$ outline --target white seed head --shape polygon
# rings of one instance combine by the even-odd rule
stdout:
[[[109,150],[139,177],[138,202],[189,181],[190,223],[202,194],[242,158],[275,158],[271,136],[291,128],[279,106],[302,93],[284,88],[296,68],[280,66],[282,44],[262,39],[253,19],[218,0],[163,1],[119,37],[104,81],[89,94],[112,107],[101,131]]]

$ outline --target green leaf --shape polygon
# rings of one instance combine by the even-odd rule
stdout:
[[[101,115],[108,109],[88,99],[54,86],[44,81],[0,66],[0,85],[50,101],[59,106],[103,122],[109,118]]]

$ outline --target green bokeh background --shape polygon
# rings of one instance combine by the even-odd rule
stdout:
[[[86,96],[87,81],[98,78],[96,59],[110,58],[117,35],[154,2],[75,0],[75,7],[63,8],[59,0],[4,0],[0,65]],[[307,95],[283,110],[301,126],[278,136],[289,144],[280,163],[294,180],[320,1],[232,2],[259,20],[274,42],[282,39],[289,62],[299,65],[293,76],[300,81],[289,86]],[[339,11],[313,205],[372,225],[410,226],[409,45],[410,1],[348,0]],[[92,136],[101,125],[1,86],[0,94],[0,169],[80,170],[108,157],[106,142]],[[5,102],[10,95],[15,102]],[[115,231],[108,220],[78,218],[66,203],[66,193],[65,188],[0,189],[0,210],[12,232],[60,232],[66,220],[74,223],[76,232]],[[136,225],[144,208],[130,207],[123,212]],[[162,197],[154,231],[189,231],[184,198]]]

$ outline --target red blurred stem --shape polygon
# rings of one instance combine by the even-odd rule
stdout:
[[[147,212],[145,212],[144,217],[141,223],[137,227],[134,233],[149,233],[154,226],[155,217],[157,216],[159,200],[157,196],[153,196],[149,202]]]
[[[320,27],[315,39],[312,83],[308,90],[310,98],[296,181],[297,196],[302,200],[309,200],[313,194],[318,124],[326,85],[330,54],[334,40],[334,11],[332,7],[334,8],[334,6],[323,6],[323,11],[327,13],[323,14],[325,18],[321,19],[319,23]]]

_Given instruction_.
Collect every line of the entries above that contains the string "shape", treating uppercase and lowercase letters as distinct.

_Task result_.
$ outline --target white seed head --shape polygon
$ outline --target green leaf --shape polygon
$ outline --target green bokeh background --shape polygon
$ outline --target red blurred stem --shape polygon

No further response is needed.